# Task directions:
Write the next part of the walking diary below, starting right after its last sentence.

=== Excerpted passage ===

Day one 23.5km, day two 18.5km up and downhill (but i swear the book was wrong – took a short cut which was supposed to take off 2.7km and it added it instead grrrr), got into some little town and was certain I would never walk again, lay on my bed for 4 hours before I dared to put my feet on the floor; thought I was going to have to take a taxi the next day, but no I did a Lazarus the next morning (today) and walked 31.5km to Saint Alban. Right now I am in a little bar with internet surrounded by Frenchmen all a bit disturbed to see me here, cluttering up their all male environment.
Knackered, but tomorrow is a short day to Aubrac. Weather good so far, rained heavily last night so rivers swollen. I thought I was in for a soaking, but it was good just light rain in the morning and then overcast breezy all day (way better than sunshine – am already getting a builders tan and it is only day three!)
Walking etiquette – I swear I don’t know why I was worried about walking alone. There are way too many people for my liking. Canadian Ray, Danish Frank, another Canadian Marie, French Veronique who seems keen to walk with me and always complains I am ahead of her (some sneaky early morning departures), plus an assortment of French people. Everyone is very nice but I am not ready yet to engage in conversation, very much enjoying the solo experience right now. I may be ready to talk in about two weeks. Identified about 5 people so far who are planning on walking all the way to Santiago, the rest are doing short walks.

=== Data extracts ===

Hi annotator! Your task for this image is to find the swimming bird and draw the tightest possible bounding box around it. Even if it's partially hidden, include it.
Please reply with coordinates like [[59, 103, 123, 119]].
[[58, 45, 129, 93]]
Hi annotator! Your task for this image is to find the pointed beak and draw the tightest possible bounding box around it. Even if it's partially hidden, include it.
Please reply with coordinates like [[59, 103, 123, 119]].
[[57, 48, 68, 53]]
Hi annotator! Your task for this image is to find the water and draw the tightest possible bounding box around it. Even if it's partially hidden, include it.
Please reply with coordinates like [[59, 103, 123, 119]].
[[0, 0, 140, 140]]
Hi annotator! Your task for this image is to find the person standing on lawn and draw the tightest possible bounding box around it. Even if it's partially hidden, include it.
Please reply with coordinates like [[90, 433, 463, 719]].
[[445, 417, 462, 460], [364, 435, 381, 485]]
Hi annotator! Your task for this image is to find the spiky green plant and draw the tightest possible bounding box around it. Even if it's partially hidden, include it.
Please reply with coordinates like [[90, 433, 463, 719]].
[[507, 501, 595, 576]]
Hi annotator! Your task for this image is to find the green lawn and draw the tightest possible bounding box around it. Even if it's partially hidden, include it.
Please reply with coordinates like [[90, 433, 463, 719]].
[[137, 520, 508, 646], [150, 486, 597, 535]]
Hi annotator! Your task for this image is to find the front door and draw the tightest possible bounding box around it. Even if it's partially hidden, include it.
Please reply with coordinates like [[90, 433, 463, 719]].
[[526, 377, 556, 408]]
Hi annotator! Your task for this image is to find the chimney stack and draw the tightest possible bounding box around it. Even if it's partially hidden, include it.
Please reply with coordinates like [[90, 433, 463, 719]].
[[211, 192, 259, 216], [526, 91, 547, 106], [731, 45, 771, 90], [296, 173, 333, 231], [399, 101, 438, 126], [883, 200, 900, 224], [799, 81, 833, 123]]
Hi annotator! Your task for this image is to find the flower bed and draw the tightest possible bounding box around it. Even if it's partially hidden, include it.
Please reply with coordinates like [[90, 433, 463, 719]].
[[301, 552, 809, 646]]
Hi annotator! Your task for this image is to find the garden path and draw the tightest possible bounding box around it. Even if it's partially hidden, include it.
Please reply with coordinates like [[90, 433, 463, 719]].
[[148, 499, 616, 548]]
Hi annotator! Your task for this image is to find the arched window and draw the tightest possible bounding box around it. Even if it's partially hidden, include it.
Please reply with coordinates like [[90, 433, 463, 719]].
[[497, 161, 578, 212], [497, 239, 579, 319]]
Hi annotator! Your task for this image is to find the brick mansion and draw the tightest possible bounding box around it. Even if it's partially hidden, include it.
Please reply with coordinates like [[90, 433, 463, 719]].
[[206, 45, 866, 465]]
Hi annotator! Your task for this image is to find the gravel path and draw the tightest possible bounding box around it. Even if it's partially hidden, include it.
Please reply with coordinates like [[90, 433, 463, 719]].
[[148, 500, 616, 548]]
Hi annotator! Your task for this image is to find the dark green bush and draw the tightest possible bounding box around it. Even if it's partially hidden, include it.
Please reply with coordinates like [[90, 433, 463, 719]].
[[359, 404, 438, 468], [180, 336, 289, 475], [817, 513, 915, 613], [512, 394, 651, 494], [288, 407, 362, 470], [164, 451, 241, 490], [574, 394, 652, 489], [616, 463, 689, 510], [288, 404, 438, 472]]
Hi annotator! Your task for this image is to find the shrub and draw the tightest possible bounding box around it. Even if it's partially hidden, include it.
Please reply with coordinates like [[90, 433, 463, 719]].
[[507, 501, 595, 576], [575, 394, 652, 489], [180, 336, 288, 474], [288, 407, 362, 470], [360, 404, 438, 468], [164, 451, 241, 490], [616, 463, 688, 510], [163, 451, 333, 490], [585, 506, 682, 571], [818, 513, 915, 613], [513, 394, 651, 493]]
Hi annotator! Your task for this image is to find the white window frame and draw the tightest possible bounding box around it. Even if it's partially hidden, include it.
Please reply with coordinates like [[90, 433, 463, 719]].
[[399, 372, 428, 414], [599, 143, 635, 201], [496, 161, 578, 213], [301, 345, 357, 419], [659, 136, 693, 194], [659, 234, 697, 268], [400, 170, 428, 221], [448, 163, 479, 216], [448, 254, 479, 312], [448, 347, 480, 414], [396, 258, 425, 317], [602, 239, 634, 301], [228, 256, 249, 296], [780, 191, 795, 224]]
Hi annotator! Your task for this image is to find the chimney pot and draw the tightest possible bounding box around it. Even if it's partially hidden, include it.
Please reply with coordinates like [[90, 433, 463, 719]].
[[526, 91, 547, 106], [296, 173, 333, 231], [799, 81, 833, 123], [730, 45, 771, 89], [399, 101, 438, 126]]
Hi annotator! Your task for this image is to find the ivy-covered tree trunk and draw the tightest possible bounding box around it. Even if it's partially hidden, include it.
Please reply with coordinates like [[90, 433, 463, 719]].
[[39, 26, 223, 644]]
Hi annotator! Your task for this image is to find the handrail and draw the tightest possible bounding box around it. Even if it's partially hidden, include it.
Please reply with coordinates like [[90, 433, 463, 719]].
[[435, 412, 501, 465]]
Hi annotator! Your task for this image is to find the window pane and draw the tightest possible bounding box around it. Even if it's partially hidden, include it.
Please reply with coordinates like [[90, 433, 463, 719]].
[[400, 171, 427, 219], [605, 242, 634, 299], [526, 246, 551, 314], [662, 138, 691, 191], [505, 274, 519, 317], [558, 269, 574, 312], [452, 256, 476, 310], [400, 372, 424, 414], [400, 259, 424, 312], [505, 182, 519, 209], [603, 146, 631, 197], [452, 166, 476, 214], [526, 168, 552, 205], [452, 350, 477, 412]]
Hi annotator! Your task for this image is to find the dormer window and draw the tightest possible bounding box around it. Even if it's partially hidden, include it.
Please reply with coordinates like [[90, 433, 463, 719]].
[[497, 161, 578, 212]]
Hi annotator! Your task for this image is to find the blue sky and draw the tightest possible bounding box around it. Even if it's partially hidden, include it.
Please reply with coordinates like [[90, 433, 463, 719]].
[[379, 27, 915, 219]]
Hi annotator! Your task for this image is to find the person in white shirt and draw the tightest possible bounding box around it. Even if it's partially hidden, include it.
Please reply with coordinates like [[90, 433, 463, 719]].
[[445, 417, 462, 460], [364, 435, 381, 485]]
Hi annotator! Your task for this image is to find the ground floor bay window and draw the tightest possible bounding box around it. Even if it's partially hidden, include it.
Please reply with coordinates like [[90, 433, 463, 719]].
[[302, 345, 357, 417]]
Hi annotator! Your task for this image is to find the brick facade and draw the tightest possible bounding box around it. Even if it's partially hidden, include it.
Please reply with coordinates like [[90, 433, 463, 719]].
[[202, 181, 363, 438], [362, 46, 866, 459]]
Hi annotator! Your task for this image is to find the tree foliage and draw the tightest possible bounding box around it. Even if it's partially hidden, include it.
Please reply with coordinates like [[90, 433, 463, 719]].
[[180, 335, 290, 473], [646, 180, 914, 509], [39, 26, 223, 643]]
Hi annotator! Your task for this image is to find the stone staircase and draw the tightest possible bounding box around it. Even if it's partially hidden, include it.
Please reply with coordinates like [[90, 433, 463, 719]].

===

# Task answer:
I am fast learning that the French have a medicine / cure for everything. I first noticed it in Lyon where I headed for a pharmacy to buy sunscreen (not getting caught again by airport security confiscating it). From the number of people queuing at the counter where you pick prescriptions up from you would swear there was some major disease outbreak. I know they weren’t queuing to pay for toothpaste because I went to the main checkout and there was no-one there. On the walk today I met two elderly French ladies, who after an exchange of French/Spanglish pleasantries about the pain of long distance walking, one of them whipped out a phial of pills, to be put under your tongue which they swore would relieve leg pain. Naturally I took them as I would have taken any drug at that moment. Sitting here in the bar another Frenchman has recommended some foot cream. Now I know for a fact (ie reported on the BBC) that the French suffer from a malady of ‘heavy legs’ and they have medicine for it. In fact it is quite acceptable to call up work, stating ‘heavy legs’ and to take a sick day. Now I am looking for a cure for 5kg off my backside to lighten the load on my feet. If anyone has a medicine for that, it is certain to be the French.